## Task
All entries given below are to be returned word for word.

## Data extract
▶

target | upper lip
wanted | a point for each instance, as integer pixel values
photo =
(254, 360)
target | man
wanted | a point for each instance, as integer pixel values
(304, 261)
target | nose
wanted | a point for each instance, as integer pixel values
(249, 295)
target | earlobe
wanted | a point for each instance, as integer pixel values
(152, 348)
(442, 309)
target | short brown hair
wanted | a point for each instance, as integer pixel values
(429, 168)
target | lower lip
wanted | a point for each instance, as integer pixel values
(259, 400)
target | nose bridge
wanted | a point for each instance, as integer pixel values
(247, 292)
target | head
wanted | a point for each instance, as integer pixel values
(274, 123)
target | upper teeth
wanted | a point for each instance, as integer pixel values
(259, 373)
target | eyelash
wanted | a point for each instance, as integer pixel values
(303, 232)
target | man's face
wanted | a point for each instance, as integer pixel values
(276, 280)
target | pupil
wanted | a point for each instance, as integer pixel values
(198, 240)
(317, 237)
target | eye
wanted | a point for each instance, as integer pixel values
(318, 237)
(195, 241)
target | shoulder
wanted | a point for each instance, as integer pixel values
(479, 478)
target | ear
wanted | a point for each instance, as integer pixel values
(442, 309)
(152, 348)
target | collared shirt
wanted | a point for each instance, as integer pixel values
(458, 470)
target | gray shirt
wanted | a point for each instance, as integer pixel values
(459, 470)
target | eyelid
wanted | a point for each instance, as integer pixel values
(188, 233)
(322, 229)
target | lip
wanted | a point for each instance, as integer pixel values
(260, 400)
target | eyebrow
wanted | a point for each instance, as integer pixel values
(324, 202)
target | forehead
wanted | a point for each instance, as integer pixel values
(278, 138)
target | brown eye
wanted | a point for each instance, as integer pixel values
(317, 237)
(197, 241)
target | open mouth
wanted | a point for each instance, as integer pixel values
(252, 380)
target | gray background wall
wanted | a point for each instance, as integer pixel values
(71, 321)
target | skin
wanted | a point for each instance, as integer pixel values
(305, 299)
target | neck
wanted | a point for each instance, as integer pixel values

◀

## Finished task
target | upper lip
wanted | a point for each instance, as integer pixel values
photo =
(254, 360)
target | man
wanted | a point for each instance, as integer pixel values
(304, 261)
target | nose
wanted | a point for each instance, as integer pixel values
(249, 295)
target | earlobe
wanted | a point for each instance, as integer pixel values
(152, 348)
(442, 309)
target | short brown hair
wanted | a point for each instance, as integer pixel values
(429, 168)
target | lower lip
wanted | a point for each instance, as integer pixel values
(259, 400)
target | nose bridge
wanted | a point for each instance, as integer pixel values
(247, 292)
target | head
wanted | a point for each instance, as integer pixel values
(274, 123)
target | upper teeth
wanted | a point for each instance, as integer pixel values
(259, 373)
target | eyelash
wanted | a point for each instance, as integer pixel values
(303, 232)
target | man's face
wanted | a point for each instance, as integer pixel values
(276, 280)
target | pupil
wanted | a point for each instance, as integer pixel values
(198, 240)
(317, 237)
target | eye
wanted | a point for each instance, as integer pixel values
(318, 237)
(195, 241)
target | shoulder
wanted | a point for each instance, as integer pixel values
(479, 478)
target | ear
wanted | a point for each instance, as integer pixel values
(442, 309)
(152, 348)
target | collared shirt
wanted | a point for each instance, as integer pixel values
(458, 470)
target | gray shirt
wanted | a point for each instance, as integer pixel values
(459, 470)
target | eyelid
wanted | a point for each instance, as integer pixel values
(188, 233)
(322, 229)
target | lip
wanted | a point for each instance, as integer pixel values
(260, 400)
target | eyebrow
wanted | a point for each instance, as integer pixel values
(324, 202)
target | forehead
wanted | a point for each instance, as integer pixel values
(278, 138)
target | brown eye
wanted | a point for each instance, as integer pixel values
(317, 237)
(197, 241)
target | open mouth
wanted | a point for each instance, as integer pixel values
(252, 380)
target | gray background wall
wanted | a point for each instance, as integer pixel values
(71, 321)
target | skin
wanted | a point for each instance, as integer pixel values
(305, 299)
target | neck
wanted | a point for each instance, as integer pixel values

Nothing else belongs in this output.